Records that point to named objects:
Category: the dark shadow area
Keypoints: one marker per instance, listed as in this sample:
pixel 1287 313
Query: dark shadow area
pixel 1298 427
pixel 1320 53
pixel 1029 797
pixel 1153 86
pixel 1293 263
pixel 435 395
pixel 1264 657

#### What needs to be done
Write out the material above again, swapping "dark shadow area" for "shaded region" wherever it occurs and leaving everything else as it is.

#### Answer to the problem
Category: the shaded region
Keypoints: one marker per instance, listed as in this sample:
pixel 1287 313
Query: shaded region
pixel 1298 427
pixel 1320 53
pixel 1029 797
pixel 1153 86
pixel 1293 263
pixel 435 395
pixel 1264 657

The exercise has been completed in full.